[TASK PROMPT]
Copy all records verbatim.
=======
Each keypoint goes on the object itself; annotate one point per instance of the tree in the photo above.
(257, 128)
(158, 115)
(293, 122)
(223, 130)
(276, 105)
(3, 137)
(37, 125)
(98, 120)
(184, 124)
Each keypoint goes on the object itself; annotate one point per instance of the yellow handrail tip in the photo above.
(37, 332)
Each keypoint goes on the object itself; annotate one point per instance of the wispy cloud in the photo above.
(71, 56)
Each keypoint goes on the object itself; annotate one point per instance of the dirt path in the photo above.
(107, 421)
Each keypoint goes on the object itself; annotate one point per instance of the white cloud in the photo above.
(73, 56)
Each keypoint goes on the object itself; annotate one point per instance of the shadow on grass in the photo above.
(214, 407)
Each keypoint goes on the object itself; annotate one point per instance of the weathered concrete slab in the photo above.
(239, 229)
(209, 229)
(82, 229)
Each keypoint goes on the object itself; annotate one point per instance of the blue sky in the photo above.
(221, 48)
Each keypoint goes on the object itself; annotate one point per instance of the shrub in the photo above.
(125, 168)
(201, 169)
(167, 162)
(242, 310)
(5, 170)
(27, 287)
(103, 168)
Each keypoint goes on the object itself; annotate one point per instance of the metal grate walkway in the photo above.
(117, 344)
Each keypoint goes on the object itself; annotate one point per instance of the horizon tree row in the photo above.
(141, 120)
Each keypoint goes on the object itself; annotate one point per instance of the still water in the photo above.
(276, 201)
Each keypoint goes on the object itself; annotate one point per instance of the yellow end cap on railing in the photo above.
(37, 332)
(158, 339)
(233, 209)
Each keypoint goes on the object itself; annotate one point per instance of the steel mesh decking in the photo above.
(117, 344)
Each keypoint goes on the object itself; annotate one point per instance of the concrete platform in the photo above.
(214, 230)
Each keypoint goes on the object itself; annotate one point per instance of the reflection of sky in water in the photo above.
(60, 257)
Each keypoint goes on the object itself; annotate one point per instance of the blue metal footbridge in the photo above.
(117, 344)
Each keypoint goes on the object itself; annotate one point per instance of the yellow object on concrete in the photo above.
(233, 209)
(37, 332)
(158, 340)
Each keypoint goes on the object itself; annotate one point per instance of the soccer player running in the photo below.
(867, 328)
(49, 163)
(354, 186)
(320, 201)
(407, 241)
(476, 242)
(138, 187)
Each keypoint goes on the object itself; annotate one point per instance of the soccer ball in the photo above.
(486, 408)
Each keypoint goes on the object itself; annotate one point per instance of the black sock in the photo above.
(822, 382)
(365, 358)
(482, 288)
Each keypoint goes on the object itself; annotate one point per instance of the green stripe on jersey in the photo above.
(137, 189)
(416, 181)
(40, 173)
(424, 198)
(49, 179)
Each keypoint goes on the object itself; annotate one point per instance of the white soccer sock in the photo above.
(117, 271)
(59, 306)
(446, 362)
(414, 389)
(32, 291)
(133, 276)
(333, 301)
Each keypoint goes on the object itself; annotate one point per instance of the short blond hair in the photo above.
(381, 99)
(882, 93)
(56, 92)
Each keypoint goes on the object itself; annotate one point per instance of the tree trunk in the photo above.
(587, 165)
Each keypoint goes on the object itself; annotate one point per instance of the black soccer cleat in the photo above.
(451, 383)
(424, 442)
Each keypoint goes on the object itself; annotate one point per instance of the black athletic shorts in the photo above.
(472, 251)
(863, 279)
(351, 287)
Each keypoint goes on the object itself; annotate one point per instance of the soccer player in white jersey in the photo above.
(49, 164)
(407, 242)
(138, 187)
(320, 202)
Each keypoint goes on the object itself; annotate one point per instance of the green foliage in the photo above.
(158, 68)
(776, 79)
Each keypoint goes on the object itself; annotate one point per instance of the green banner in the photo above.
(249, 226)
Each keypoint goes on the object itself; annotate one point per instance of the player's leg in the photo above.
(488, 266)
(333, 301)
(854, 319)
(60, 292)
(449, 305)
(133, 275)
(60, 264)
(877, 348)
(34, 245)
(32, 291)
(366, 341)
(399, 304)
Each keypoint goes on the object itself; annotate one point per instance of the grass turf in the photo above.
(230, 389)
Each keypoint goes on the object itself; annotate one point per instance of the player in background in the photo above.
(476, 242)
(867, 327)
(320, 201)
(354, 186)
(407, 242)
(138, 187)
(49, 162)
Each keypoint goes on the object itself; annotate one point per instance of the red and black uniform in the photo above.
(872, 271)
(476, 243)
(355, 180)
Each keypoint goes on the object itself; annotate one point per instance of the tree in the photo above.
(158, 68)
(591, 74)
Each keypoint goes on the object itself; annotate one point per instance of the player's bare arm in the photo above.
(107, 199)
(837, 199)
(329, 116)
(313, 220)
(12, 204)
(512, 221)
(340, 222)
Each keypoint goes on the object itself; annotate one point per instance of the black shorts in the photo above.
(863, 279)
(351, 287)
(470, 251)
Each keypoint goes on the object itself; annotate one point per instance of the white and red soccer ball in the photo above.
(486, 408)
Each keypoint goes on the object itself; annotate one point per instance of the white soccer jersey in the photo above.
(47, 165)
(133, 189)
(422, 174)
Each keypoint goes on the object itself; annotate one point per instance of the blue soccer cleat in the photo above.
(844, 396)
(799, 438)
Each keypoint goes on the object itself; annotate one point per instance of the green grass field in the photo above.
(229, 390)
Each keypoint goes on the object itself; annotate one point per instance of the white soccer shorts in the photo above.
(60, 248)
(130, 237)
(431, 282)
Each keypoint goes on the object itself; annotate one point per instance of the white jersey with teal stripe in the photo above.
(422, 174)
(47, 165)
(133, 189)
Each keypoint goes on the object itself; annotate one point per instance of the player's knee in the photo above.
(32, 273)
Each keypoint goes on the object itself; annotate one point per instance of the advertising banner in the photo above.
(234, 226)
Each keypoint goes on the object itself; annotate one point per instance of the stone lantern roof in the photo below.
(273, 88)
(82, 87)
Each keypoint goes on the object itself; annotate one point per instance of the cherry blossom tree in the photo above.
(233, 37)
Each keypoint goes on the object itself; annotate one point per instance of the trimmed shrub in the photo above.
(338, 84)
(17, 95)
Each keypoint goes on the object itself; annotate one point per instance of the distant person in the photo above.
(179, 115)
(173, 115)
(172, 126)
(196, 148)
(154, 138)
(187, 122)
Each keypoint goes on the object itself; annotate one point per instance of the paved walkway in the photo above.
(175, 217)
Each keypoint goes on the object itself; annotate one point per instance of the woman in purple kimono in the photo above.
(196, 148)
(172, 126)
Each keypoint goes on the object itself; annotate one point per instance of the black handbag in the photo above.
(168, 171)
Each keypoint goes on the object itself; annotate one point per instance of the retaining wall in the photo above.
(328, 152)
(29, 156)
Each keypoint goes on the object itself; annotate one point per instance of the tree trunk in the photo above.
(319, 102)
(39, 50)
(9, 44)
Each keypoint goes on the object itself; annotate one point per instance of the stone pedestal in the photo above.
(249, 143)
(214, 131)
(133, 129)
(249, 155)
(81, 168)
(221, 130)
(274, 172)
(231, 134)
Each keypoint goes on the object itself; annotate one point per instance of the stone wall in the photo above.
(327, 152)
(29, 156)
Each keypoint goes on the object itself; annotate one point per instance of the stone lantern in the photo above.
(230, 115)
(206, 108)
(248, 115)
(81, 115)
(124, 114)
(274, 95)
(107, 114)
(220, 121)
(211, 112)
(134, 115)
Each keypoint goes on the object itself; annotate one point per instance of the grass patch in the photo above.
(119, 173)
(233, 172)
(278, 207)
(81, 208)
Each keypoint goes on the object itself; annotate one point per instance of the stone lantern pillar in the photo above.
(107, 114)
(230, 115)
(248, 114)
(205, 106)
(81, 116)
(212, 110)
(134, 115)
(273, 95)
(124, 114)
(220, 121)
=======
[ANSWER TO THIS PROBLEM]
Each keypoint goes on the object itself; annotate one point per instance of the tree in the photo above.
(257, 128)
(158, 115)
(293, 122)
(223, 130)
(276, 105)
(3, 137)
(37, 125)
(98, 120)
(184, 124)
Each keypoint goes on the object itself; annotate one point per instance of the yellow handrail tip in the photo above.
(37, 332)
Each keypoint goes on the object itself; annotate one point per instance of the wispy cloud in the photo above.
(71, 56)
Each keypoint goes on the object itself; annotate one point per instance of the dirt path in the photo above.
(107, 421)
Each keypoint goes on the object itself; annotate one point per instance of the white cloud in the photo above.
(73, 56)
Each keypoint goes on the object itself; annotate one point per instance of the shadow on grass in the photo above.
(214, 407)
Each keypoint goes on the object itself; annotate one point per instance of the weathered concrete slab in the photo above.
(239, 229)
(209, 229)
(82, 229)
Each keypoint goes on the object itself; annotate one point per instance of the blue sky in the photo above.
(221, 48)
Each keypoint goes on the object itself; annotate one point per instance of the shrub in the photo above.
(125, 168)
(201, 169)
(167, 162)
(242, 310)
(5, 170)
(27, 287)
(103, 168)
Each keypoint goes on the object itself; annotate one point per instance of the metal grate walkway in the photo above.
(117, 344)
Each keypoint goes on the object itself; annotate one point per instance of the horizon tree row in the photo above.
(141, 120)
Each keypoint goes on the object itself; annotate one point per instance of the still water in the photo above.
(276, 201)
Each keypoint goes on the object itself; annotate one point per instance of the yellow end cap on railing in the photo above.
(37, 332)
(158, 339)
(233, 209)
Each keypoint goes on the object itself; annotate one point per instance of the steel mesh decking in the photo above.
(117, 344)
Each keypoint goes on the object itself; annotate one point per instance of the concrete platform in the photo above.
(214, 230)
Each keypoint goes on the object itself; annotate one point per instance of the reflection of sky in water in the photo above.
(60, 257)
Each keypoint goes on the object itself; annotate one point per instance of the blue metal footbridge in the photo above.
(117, 344)
Each keypoint goes on the object itself; annotate one point per instance of the yellow object on concrete in the photo above.
(233, 209)
(37, 332)
(158, 340)
Each keypoint goes on the object itself; annotate one point per instance of the soccer player running in the photo below.
(867, 328)
(49, 163)
(354, 186)
(320, 201)
(407, 241)
(476, 242)
(138, 187)
Each keypoint goes on the object itself; annotate one point per instance of the soccer ball in the photo above.
(486, 408)
Each keypoint goes on the object itself; annotate one point per instance of the black sock in the photo above.
(822, 382)
(365, 358)
(482, 288)
Each keypoint goes on the object itself; annotate one point per instance of the green stripe on jersey in the photo above.
(137, 189)
(416, 181)
(40, 173)
(424, 198)
(49, 179)
Each keypoint goes on the object itself; annotate one point per instance of the white soccer sock in the photo above.
(117, 271)
(59, 306)
(446, 362)
(414, 389)
(32, 291)
(133, 276)
(333, 301)
Each keypoint goes on the object itself; annotate one point per instance of the short blond hair in the photo above.
(381, 99)
(882, 93)
(56, 92)
Each keypoint goes on the object itself; annotate one point per instance of the tree trunk in the photo above.
(587, 165)
Each keypoint goes on the object itself; annotate one point per instance of the black soccer cleat in the photo above.
(451, 383)
(424, 442)
Each keypoint goes on the object itself; annotate one point per instance of the black athletic shorts in the photo above.
(472, 251)
(863, 279)
(351, 287)
Each keypoint goes on the object itself; annotate one point per instance of the soccer player in white jersey in the photo above.
(49, 164)
(407, 242)
(138, 187)
(320, 202)
Each keypoint goes on the object itself; annotate one point per instance of the green foliage in the photo above.
(158, 68)
(776, 79)
Each keypoint goes on the object itself; annotate one point per instance of the green banner in the photo above.
(249, 226)
Each keypoint goes on the object itself; annotate one point per instance of the player's leg in the photo above.
(488, 266)
(333, 301)
(854, 319)
(60, 292)
(449, 305)
(133, 275)
(60, 264)
(877, 348)
(34, 245)
(32, 291)
(366, 341)
(399, 304)
Each keypoint goes on the object itself; annotate one point per instance of the grass turf in the photo above.
(230, 389)
Each keypoint goes on the object itself; annotate one point per instance of the player in background in the photo above.
(476, 242)
(867, 327)
(320, 201)
(354, 186)
(407, 242)
(138, 187)
(49, 162)
Each keypoint goes on the object itself; annotate one point per instance of the red and black uniform in the photo above.
(872, 271)
(476, 243)
(355, 180)
Each keypoint goes on the object itself; annotate one point per instance of the tree in the photo above.
(158, 68)
(591, 74)
Each keypoint goes on the object itself; annotate one point per instance of the player's bare arm in the photo above.
(107, 199)
(837, 199)
(329, 116)
(313, 220)
(12, 204)
(512, 221)
(340, 222)
Each keypoint goes on the object itself; annotate one point per instance of the black shorts in the photo above.
(863, 279)
(351, 287)
(470, 251)
Each keypoint goes on the object itself; annotate one point per instance of the white and red soccer ball in the photo above.
(486, 408)
Each keypoint goes on the object itself; annotate one point per instance of the white soccer jersey in the photo above.
(47, 165)
(133, 189)
(422, 174)
Each keypoint goes on the object itself; annotate one point per instance of the blue soccer cleat in the photo above.
(844, 396)
(799, 438)
Each keypoint goes on the object itself; annotate one point per instance of the green grass field in the photo above.
(229, 390)
Each keypoint goes on the object itself; annotate one point per instance of the white soccer shorts in the photo above.
(60, 248)
(130, 237)
(431, 282)
Each keypoint goes on the object itself; annotate one point per instance of the white jersey with teal stripe in the photo above.
(422, 174)
(47, 165)
(133, 189)
Each keypoint goes on the object itself; annotate one point per instance of the player's knee in the photo above.
(32, 273)
Each keypoint goes on the object itself; annotate one point per instance of the advertising banner in the photo above.
(234, 226)
Each keypoint goes on the object itself; annotate one point per instance of the stone lantern roof in the photo below.
(273, 88)
(82, 87)
Each keypoint goes on the object itself; annotate one point per instance of the cherry blossom tree in the photo above.
(233, 37)
Each keypoint goes on the object itself; annotate one point per instance of the trimmed shrub in the photo above.
(338, 84)
(17, 95)
Each keypoint goes on the object itself; annotate one point per instance of the distant person in the photo above.
(179, 115)
(173, 115)
(172, 126)
(196, 148)
(154, 138)
(187, 122)
Each keypoint goes on the object itself; annotate one point per instance of the paved walkway in the photo above.
(175, 217)
Each keypoint goes on the object itself; annotate one point per instance of the woman in purple kimono in the photo above.
(196, 148)
(172, 126)
Each keypoint goes on the object itself; annotate one point per instance of the black handbag in the photo above.
(168, 171)
Each keypoint goes on the object itself; annotate one point per instance of the retaining wall in the photo above.
(328, 152)
(29, 156)
Each keypoint goes on the object itself; annotate one point per instance of the tree trunk in the photo above.
(319, 102)
(39, 50)
(9, 44)
Each keypoint goes on the object itself; annotate one point per instance of the stone pedestal in the photo above.
(249, 143)
(214, 131)
(133, 129)
(249, 155)
(81, 168)
(221, 130)
(274, 172)
(231, 134)
Each keypoint goes on the object itself; annotate one point per instance of the stone wall in the photo above.
(327, 152)
(29, 156)
Each keypoint goes on the object itself; annotate one point per instance of the stone lantern in the photo above.
(230, 115)
(206, 108)
(248, 115)
(81, 115)
(124, 114)
(274, 95)
(107, 114)
(220, 121)
(211, 112)
(134, 115)
Each keypoint goes on the object itself; annotate one point per instance of the grass patch in the photo above.
(119, 173)
(233, 172)
(278, 207)
(81, 208)
Each keypoint goes on the object itself; annotate one point per instance of the stone lantern pillar in the photo above.
(107, 114)
(230, 115)
(248, 114)
(205, 106)
(81, 116)
(212, 110)
(134, 115)
(273, 95)
(124, 114)
(220, 121)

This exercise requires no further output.